* **Exercise objective**
Would you output all the data exactly as it stands?

(Point localization data)

━━━━

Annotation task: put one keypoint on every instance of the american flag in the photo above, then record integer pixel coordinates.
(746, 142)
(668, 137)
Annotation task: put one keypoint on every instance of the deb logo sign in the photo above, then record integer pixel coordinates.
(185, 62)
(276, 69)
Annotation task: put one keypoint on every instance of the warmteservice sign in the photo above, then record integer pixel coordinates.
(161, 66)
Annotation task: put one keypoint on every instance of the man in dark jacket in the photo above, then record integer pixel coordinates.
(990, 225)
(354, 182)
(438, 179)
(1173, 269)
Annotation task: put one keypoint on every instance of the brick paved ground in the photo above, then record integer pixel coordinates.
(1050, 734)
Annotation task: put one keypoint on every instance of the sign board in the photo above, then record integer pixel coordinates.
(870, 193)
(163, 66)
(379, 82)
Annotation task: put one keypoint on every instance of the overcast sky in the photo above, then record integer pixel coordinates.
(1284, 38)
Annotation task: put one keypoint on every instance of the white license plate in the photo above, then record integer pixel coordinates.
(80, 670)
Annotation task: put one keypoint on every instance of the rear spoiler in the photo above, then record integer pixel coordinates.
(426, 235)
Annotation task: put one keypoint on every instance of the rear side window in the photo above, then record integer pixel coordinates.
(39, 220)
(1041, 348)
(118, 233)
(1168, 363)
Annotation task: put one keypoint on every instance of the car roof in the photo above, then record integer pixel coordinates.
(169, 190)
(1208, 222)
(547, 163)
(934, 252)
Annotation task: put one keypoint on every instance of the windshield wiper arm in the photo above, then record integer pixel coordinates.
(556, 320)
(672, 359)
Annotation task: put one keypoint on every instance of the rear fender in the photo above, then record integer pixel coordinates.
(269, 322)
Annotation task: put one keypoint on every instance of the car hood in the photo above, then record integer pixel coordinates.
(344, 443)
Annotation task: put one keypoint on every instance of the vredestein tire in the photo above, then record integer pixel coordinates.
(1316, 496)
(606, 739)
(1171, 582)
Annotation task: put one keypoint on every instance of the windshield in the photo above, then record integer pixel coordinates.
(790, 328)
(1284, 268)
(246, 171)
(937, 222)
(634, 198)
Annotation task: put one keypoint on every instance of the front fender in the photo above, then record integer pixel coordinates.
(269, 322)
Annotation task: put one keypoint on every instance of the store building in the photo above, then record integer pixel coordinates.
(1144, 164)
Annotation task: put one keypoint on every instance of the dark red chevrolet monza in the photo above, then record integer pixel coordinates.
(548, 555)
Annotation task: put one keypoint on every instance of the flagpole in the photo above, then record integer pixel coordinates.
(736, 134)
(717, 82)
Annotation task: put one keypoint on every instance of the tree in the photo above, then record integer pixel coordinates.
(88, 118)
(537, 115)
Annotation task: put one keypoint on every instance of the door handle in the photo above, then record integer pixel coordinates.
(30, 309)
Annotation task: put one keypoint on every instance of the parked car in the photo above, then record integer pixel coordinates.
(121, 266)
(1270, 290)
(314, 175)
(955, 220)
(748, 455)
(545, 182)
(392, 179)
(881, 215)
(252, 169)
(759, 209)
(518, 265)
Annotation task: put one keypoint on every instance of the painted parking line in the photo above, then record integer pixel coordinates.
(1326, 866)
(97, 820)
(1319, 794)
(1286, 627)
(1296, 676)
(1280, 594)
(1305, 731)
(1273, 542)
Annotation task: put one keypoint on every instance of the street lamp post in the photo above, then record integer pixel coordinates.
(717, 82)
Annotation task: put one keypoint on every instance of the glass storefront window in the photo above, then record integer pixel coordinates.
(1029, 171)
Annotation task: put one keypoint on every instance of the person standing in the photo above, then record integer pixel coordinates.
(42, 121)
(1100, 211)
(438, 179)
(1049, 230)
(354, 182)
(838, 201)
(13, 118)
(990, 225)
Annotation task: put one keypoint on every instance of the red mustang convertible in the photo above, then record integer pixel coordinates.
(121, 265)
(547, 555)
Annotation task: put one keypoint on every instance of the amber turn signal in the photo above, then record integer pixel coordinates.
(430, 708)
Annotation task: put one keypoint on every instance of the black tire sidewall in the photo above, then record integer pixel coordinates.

━━━━

* **Solution**
Annotation task: put one keypoint on every instance of the american flag in the photo above, then record integer pixel coordinates.
(746, 142)
(668, 137)
Annotation task: put one keypoint on every instance of the deb logo sign in the photo above, then record integer pixel coordinates.
(185, 62)
(276, 69)
Annotation task: put one keypoint on every instance of the warmteservice sign in the photo above, then record integer pixel coordinates.
(161, 66)
Annotation task: put one keypoint on every instance of the man in dark jacket in the photo above, then record integer pixel coordinates.
(990, 225)
(354, 182)
(438, 179)
(1173, 269)
Annotation task: put one keypoint on every instance of the brick paved ground in the photo above, then record integer pixel coordinates.
(1050, 734)
Annotation task: put one keypoint on every instance of the sign board in the photo above, then record integer pixel coordinates.
(870, 193)
(163, 66)
(379, 82)
Annotation task: put one keypoint on every instance of the overcast sky in the photo above, then record integer pixel coordinates.
(1284, 38)
Annotation task: put one keypoint on every instance of the white license plate in the photo above, then record integer pixel coordinates.
(80, 670)
Annotation task: put one keypoint on every instance of the rear spoiler in the photo above, then record integer pixel coordinates.
(426, 235)
Annotation task: put one keypoint on every instance of the rear side window in the photo above, then record integer pixel coordinates.
(39, 220)
(1041, 348)
(118, 233)
(1168, 363)
Annotation task: put one keypoint on every instance of the car roof in the photo above, then record integer pixel coordinates.
(169, 190)
(1208, 222)
(547, 163)
(934, 252)
Annotation task: put one keypoint on every instance of the windshield wiper arm in the photo above, then record integer pixel coordinates.
(556, 320)
(672, 359)
Annotation task: put one keypoint on every instance of the rear fender in the photo above, then record integer pixel coordinates.
(269, 322)
Annotation task: put one keypoint on every instance of the car hood in the photo above, then record integer pixel coordinates.
(344, 443)
Annotation task: put one keypoint on every instance of the vredestein tire in the photo above, then record integer pixel coordinates.
(1316, 496)
(606, 739)
(1171, 582)
Annotation task: put one keypoint on every instance of the windshield in the photo above, then record integer pixel coordinates.
(790, 328)
(1284, 268)
(246, 171)
(937, 222)
(634, 198)
Annotation task: put one keypoint on every instance of the front fender in the photo above, then record integer pixel coordinates.
(269, 322)
Annotation task: put one keypoint on every instance of the store building in the photo above, then record integer pixel coordinates.
(1144, 164)
Annotation task: put one keypoint on every instance of the dark red chevrolet monza in the photo above, then record integer pixel coordinates.
(548, 555)
Annotation task: put one keypoint on every instance of the flagpole in the photo above, then record integer pixel coordinates.
(736, 134)
(717, 82)
Annotation task: put one keypoint on every instance of the tree in the photo above, then record integer pixel coordinates.
(88, 118)
(537, 115)
Annotation task: put one keypoint on every instance of the door handle in the photo above, then record integer pixel coordinates.
(30, 309)
Annotation task: put one keypoint on every instance of the parked car in the photo above, then record integer pixel coordinates.
(121, 266)
(1270, 290)
(314, 175)
(955, 220)
(748, 455)
(545, 182)
(392, 179)
(881, 215)
(252, 169)
(759, 209)
(518, 265)
Annotation task: put one keypoint on every instance of the painted parking line in the photo above, then record integer pixel coordinates.
(1326, 866)
(97, 820)
(1319, 794)
(1286, 627)
(1296, 676)
(1280, 594)
(1305, 731)
(1273, 542)
Annotation task: put one keypoint on every instance of the street lamp post in the photo above, then record integer pixel coordinates.
(717, 82)
Annotation task: put one keypoint on every instance of the glass storefront window in the photo above, then record integer pixel coordinates.
(1029, 171)
Annotation task: put one keypoint on every instance of the person standing in the photo above, then record integer pixel coordinates.
(42, 121)
(1100, 211)
(438, 179)
(1049, 230)
(354, 182)
(838, 201)
(13, 118)
(990, 225)
Annotation task: put one keypoint on every instance of the red mustang convertible in the photo above, then record integer pixel coordinates.
(121, 265)
(547, 555)
Annotation task: put one keypoint on every instance of the amber turn signal in the photo above, then record integer pixel coordinates.
(430, 708)
Annotation task: put one keypoint on every instance of the black tire sidewall in the photo above, then record integer pixel coordinates.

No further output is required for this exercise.